REQUIREMENT: Reproduce each line of the listing exactly.

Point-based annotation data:
★ ★ ★ ★ ★ ★ ★

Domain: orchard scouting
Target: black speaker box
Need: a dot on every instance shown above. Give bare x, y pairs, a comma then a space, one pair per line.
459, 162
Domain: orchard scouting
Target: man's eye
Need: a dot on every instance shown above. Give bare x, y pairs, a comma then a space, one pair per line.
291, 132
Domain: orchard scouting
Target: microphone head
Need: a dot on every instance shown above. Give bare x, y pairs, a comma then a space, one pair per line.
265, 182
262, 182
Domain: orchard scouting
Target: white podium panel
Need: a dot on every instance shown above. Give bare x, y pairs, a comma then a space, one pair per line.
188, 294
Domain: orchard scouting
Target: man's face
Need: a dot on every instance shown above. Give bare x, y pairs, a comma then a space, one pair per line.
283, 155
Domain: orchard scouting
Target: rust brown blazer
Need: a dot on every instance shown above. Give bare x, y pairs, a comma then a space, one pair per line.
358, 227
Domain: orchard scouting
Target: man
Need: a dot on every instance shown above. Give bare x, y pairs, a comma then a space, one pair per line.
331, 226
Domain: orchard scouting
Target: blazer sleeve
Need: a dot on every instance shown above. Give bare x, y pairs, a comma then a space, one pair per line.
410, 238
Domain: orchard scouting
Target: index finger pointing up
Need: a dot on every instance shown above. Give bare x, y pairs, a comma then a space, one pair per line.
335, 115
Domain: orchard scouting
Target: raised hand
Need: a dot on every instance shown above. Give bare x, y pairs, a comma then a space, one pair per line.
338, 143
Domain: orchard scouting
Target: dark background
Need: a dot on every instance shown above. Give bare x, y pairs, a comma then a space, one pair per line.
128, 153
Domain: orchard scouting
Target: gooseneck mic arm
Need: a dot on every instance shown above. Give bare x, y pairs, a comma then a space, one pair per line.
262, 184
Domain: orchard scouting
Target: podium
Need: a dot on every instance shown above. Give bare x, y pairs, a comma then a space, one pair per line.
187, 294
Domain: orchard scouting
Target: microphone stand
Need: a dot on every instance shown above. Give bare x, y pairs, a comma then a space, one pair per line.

★ ★ ★ ★ ★ ★ ★

SOLUTION BELOW:
Domain: orchard scouting
Target: black speaker box
Need: a dot on every instance shown above. Give bare x, y pairs, a comma then a space, one pair per line.
459, 162
Domain: orchard scouting
Target: man's eye
Need: a dot on every instance shown above. Give bare x, y pairs, a comma then a space, one pair per line.
291, 132
Domain: orchard scouting
Target: microphone head
Need: a dot on every instance shown above. Give bare x, y pairs, a comma then a space, one pair per line.
265, 182
262, 182
Domain: orchard scouting
Target: white podium panel
Need: a dot on every instance shown above. Give bare x, y pairs, a comma then a space, one pair per line.
188, 294
Domain: orchard scouting
Target: man's face
Need: a dot on every instance shown above. Give bare x, y pairs, a comma then a space, one pair per line.
283, 155
Domain: orchard scouting
Target: rust brown blazer
Need: a dot on every instance shown above. Give bare x, y pairs, a comma then a space, one pair per line.
358, 227
Domain: orchard scouting
Target: man
Need: a dot on every instance shown above. Give bare x, y pairs, a comma then a space, one pair per line.
331, 226
Domain: orchard scouting
Target: blazer sleeve
Need: a dot on every instance shown above. Give bare x, y pairs, a comma then a space, one pair per line.
410, 238
Domain: orchard scouting
Target: index finger pointing up
Need: a dot on every instance shown above. Give bare x, y pairs, a comma then a space, one pair per line.
335, 115
Domain: orchard scouting
Target: raised hand
Need: a dot on every instance shown above. Give bare x, y pairs, a comma then a space, one pair per line.
338, 143
Domain: orchard scouting
Target: dark background
Need: a dot on every instance shown above. Give bare x, y pairs, a comma then a space, one pair per line.
128, 153
Domain: orchard scouting
Target: gooseneck mic arm
Need: a dot on every instance shown above. Give bare x, y pairs, a comma then a space, one pair per line.
262, 184
Domain: orchard scouting
Target: podium
Need: a dot on every instance shown above. Give bare x, y pairs, a comma then a space, one pair per line.
187, 294
Domain: orchard scouting
Target: microphone stand
Need: a dot on every instance shown above. Give bare x, y pairs, a comma then a space, one pair per line.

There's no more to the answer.